> [GOAL A]
According to the Love Supreme festival review, who was the star of the day?

----------

Now a strong five-year-old, Love Supreme has become not just the UK’s finest jazz festival but one of the most enjoyable and smoothly run festivals of any genre. Rather than resting on their laurels, the programmers really upped their game with another line-up of incredible soul and jazz artists, old and new. It’s a festival so you expect to get stung on the bar prices, but the wide variety of food on offer was reasonably priced and the toilets were much cleaner and better maintained than some of Brighton’s major venues (you know who you are).
The main stage opening act, LaSharVu, a trio of talented session singers easily won over a large crowd with their soulful harmonies and down-to-earth banter. Seasoned funk/soul singer Lee Fields gave Sharon Jones her first break and his Expressions band, much like her Dap Kings, played strong, tight funk to complement his powerhouse vocals as he screeched and span his way through a set of heavy soul originals.
Gentler sounds could be found in the tents from Michael Wollny’s piano trio and Mammal Hands’ sax loops, while the inventive bass lines from Corinne Bailey Rae’s soft summery songs recalled Minnie Riperton’s later output as they floated out from the main stage.
Without doubt the star of the day was Shabaka Hutchings who played three stellar sets with three completely different bands. From The Ancestors’ Afrocentric chants to The Comet Is Coming’s future dance set via Sons of Kemet’s furious funky sax, tuba and double drummer improvisations, Hutchings proved himself to be the man of the hour.
Herbie Hancock marked his festival debut with a capacity crowd and a set that heavily featured his funky 70s output, complete with vocoder vocals and a thumping ‘Chameleon’. The day closed with The Jacksons running through their and Michael’s hits in a well-rehearsed show that the sellout crowd lapped up. Jermaine and Jackie’s lead vocals were the strongest and the Jackson 5 medley was exciting with ‘I’ll Be There’ providing a moving moment. There was some filler with family home movies and Marlon’s James Brown impersonations but the disco classics were a joy to experience.

----------

> [GOAL B]
Count the lines in the rows below that contain the string "radiator", with case counting, and give only the number.

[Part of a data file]
----------

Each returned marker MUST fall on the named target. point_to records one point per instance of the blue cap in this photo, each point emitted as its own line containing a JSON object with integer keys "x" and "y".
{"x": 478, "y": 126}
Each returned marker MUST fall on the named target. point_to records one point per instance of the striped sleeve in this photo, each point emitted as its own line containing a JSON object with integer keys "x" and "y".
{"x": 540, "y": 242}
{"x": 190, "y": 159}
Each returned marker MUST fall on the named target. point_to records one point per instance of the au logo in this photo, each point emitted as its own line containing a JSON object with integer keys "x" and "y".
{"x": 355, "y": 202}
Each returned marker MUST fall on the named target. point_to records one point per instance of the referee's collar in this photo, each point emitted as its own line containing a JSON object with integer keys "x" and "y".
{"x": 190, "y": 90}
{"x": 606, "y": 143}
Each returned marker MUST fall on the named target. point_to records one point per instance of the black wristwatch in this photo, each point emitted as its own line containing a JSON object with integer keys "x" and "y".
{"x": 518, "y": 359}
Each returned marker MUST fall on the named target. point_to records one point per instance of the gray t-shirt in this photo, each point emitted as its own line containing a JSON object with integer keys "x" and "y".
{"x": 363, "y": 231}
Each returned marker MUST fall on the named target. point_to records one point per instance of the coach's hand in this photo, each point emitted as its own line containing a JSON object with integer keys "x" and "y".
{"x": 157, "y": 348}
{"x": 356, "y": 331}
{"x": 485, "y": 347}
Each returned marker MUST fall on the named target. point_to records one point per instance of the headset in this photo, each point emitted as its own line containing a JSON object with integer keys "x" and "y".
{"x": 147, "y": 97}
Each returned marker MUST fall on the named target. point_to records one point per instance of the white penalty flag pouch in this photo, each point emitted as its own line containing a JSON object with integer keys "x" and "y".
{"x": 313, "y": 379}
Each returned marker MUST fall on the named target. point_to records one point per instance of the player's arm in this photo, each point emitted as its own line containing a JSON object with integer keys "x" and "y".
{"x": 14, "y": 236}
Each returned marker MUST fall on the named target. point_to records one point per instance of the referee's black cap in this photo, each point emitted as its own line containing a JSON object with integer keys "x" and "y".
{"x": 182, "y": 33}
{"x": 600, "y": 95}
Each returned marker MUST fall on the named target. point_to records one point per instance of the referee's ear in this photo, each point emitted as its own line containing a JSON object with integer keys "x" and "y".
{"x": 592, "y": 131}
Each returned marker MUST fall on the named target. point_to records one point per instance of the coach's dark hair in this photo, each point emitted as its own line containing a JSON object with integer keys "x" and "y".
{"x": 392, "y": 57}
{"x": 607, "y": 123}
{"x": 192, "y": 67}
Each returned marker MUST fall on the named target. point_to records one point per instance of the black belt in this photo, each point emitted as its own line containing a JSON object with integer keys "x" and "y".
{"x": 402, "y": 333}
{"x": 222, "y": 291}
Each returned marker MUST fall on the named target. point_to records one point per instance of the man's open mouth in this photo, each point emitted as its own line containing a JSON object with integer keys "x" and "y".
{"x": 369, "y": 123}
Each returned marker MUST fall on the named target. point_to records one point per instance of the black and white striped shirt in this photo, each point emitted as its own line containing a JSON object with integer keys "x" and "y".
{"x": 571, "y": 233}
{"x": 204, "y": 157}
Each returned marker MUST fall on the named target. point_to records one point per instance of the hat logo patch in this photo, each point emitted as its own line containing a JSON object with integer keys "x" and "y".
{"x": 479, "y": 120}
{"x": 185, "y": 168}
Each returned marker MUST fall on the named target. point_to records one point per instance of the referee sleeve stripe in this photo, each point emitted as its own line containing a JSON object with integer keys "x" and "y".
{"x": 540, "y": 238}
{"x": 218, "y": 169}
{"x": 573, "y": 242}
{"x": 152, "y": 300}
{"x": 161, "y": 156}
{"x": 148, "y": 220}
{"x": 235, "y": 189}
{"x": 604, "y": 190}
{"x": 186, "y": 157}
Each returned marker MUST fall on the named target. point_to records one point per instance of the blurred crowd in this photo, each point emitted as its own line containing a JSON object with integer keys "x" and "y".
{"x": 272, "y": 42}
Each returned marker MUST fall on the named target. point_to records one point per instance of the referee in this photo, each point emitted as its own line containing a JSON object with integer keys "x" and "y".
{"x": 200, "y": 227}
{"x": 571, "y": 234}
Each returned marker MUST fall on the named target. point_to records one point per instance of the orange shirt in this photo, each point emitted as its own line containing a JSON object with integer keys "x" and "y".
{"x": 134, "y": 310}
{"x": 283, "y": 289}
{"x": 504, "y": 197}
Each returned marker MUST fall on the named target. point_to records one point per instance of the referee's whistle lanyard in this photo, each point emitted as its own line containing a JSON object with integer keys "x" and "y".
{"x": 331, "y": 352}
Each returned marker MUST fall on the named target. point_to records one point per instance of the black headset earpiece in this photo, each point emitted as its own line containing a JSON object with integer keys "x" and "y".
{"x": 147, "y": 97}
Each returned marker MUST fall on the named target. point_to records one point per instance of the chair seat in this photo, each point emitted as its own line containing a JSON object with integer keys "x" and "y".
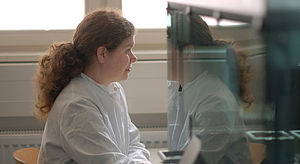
{"x": 26, "y": 155}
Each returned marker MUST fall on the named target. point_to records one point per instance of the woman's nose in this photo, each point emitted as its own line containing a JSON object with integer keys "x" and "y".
{"x": 133, "y": 58}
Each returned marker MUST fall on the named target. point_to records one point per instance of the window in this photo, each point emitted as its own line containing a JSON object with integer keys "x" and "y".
{"x": 146, "y": 13}
{"x": 40, "y": 14}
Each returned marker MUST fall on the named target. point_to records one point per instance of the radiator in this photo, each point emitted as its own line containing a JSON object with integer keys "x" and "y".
{"x": 12, "y": 140}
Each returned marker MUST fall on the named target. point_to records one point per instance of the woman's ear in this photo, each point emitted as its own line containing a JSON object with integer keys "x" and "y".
{"x": 101, "y": 52}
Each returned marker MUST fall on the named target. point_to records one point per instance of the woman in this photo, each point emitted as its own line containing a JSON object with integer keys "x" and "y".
{"x": 80, "y": 98}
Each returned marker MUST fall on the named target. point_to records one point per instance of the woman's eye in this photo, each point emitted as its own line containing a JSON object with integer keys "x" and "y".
{"x": 127, "y": 52}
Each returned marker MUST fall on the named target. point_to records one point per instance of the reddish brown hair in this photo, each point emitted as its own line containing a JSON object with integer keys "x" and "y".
{"x": 66, "y": 60}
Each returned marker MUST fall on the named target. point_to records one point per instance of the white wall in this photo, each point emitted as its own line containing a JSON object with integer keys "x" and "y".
{"x": 145, "y": 89}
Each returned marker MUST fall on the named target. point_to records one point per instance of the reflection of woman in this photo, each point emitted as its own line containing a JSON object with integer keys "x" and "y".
{"x": 212, "y": 109}
{"x": 79, "y": 95}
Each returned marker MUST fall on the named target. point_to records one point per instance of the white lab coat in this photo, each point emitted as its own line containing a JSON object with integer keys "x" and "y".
{"x": 215, "y": 118}
{"x": 89, "y": 123}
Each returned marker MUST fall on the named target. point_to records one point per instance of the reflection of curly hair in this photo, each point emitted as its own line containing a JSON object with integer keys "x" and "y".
{"x": 204, "y": 37}
{"x": 67, "y": 60}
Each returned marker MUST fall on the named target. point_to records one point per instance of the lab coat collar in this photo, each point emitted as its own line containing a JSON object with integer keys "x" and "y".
{"x": 111, "y": 88}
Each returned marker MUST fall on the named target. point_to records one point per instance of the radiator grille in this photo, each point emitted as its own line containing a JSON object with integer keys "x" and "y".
{"x": 12, "y": 140}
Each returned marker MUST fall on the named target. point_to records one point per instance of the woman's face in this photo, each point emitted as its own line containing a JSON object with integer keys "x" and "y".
{"x": 119, "y": 61}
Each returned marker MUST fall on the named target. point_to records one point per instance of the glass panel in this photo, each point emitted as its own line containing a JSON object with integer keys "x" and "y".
{"x": 40, "y": 14}
{"x": 235, "y": 87}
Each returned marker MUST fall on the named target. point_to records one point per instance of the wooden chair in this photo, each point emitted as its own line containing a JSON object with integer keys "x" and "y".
{"x": 258, "y": 152}
{"x": 26, "y": 155}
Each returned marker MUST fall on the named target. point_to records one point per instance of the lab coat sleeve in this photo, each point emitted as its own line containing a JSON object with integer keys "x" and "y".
{"x": 85, "y": 137}
{"x": 211, "y": 124}
{"x": 137, "y": 150}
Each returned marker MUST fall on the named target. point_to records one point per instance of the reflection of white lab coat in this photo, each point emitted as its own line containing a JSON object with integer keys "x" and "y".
{"x": 89, "y": 123}
{"x": 215, "y": 119}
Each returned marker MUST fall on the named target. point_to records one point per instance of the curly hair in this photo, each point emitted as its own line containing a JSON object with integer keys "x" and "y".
{"x": 66, "y": 60}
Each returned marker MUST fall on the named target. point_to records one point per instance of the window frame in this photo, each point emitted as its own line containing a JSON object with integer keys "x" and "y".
{"x": 10, "y": 39}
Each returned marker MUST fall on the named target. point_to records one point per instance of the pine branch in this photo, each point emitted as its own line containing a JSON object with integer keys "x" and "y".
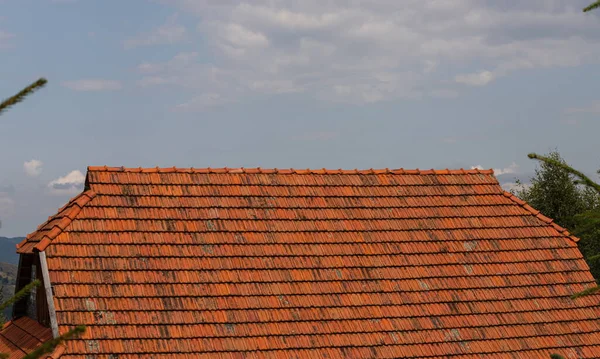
{"x": 583, "y": 179}
{"x": 20, "y": 294}
{"x": 11, "y": 101}
{"x": 50, "y": 345}
{"x": 592, "y": 6}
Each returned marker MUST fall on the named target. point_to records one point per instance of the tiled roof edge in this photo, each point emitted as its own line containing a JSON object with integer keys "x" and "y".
{"x": 67, "y": 215}
{"x": 57, "y": 353}
{"x": 540, "y": 216}
{"x": 259, "y": 170}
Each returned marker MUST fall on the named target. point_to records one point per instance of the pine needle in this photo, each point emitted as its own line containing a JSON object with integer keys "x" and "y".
{"x": 11, "y": 101}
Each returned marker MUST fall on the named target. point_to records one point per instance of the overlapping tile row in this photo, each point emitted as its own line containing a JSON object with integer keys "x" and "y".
{"x": 21, "y": 336}
{"x": 252, "y": 263}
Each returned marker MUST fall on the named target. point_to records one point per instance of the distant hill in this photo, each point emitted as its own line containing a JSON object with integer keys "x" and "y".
{"x": 9, "y": 260}
{"x": 8, "y": 276}
{"x": 8, "y": 250}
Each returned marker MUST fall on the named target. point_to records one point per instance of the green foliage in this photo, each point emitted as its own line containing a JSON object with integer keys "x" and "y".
{"x": 592, "y": 6}
{"x": 555, "y": 193}
{"x": 50, "y": 345}
{"x": 11, "y": 101}
{"x": 585, "y": 224}
{"x": 20, "y": 294}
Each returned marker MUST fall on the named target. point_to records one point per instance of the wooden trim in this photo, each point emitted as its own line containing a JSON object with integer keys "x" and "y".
{"x": 49, "y": 296}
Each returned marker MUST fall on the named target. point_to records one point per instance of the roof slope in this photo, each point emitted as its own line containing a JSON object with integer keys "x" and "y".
{"x": 22, "y": 336}
{"x": 233, "y": 263}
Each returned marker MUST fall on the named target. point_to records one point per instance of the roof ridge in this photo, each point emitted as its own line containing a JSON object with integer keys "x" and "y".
{"x": 540, "y": 216}
{"x": 259, "y": 170}
{"x": 66, "y": 214}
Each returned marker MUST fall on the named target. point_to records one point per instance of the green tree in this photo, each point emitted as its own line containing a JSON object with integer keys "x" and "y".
{"x": 50, "y": 345}
{"x": 555, "y": 193}
{"x": 588, "y": 220}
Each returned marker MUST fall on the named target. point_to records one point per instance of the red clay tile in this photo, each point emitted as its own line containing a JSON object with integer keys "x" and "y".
{"x": 239, "y": 263}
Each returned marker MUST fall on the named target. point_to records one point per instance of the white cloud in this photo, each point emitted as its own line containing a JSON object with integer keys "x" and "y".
{"x": 241, "y": 37}
{"x": 33, "y": 168}
{"x": 70, "y": 184}
{"x": 480, "y": 78}
{"x": 169, "y": 33}
{"x": 593, "y": 108}
{"x": 93, "y": 85}
{"x": 202, "y": 101}
{"x": 380, "y": 50}
{"x": 513, "y": 168}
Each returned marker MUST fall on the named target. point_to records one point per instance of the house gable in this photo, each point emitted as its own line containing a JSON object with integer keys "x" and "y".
{"x": 236, "y": 263}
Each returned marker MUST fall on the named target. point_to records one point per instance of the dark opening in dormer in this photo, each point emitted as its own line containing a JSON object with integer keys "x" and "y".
{"x": 33, "y": 305}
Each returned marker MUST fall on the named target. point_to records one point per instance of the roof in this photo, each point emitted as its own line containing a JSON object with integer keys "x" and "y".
{"x": 255, "y": 263}
{"x": 21, "y": 336}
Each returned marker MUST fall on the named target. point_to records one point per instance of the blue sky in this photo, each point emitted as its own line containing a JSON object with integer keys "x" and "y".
{"x": 281, "y": 83}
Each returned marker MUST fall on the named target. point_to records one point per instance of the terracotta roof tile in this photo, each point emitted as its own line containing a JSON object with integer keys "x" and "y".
{"x": 279, "y": 263}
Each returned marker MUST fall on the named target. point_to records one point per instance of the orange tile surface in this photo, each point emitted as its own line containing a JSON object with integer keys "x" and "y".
{"x": 255, "y": 263}
{"x": 21, "y": 336}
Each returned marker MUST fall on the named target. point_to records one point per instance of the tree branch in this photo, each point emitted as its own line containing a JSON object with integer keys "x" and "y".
{"x": 20, "y": 294}
{"x": 11, "y": 101}
{"x": 583, "y": 179}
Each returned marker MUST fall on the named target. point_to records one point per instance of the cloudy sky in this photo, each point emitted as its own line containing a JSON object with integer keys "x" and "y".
{"x": 282, "y": 83}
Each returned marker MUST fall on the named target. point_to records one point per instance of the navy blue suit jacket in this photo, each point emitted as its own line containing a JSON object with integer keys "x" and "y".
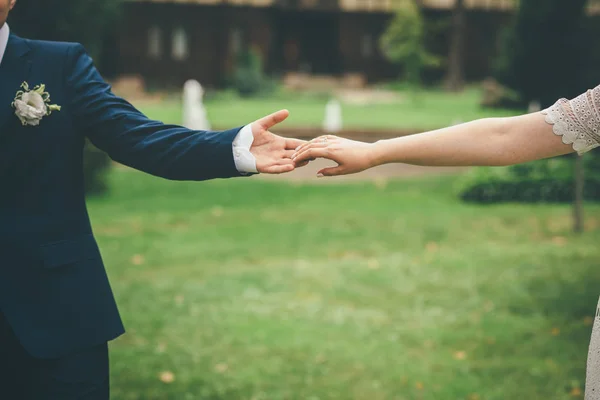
{"x": 54, "y": 290}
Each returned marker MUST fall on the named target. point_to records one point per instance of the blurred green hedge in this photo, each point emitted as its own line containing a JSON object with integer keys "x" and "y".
{"x": 544, "y": 181}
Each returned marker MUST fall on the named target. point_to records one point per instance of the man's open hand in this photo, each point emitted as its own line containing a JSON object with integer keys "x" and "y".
{"x": 273, "y": 153}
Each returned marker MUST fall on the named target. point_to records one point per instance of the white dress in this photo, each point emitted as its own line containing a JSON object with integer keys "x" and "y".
{"x": 578, "y": 122}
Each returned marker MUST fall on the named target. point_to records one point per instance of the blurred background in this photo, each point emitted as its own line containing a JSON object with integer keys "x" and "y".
{"x": 398, "y": 283}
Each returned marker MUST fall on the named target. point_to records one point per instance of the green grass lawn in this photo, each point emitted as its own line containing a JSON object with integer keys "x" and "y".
{"x": 431, "y": 109}
{"x": 246, "y": 289}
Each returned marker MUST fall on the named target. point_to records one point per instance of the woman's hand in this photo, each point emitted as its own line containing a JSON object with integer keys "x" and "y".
{"x": 350, "y": 155}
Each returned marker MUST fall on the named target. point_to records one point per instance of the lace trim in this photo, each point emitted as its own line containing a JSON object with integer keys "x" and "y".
{"x": 577, "y": 120}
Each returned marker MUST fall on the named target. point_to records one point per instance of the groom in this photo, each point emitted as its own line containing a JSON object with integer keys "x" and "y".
{"x": 57, "y": 311}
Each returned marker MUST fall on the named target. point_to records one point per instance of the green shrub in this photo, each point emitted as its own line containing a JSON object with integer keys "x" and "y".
{"x": 248, "y": 78}
{"x": 544, "y": 181}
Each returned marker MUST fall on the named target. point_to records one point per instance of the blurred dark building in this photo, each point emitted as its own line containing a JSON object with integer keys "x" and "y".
{"x": 170, "y": 41}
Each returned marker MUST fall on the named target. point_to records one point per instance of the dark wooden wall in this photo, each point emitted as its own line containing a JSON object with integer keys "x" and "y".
{"x": 327, "y": 41}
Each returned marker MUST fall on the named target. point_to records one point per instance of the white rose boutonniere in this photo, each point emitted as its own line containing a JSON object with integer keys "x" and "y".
{"x": 33, "y": 105}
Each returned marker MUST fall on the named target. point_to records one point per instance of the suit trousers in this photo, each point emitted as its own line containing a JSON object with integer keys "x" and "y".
{"x": 81, "y": 375}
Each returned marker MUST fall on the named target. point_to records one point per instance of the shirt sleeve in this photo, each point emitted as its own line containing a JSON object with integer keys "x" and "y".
{"x": 245, "y": 162}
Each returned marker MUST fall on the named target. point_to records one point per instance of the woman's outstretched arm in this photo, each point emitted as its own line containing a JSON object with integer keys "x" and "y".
{"x": 567, "y": 126}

----------

> [SOLUTION A]
Shabaka Hutchings was the star of the day.

> [SOLUTION B]
2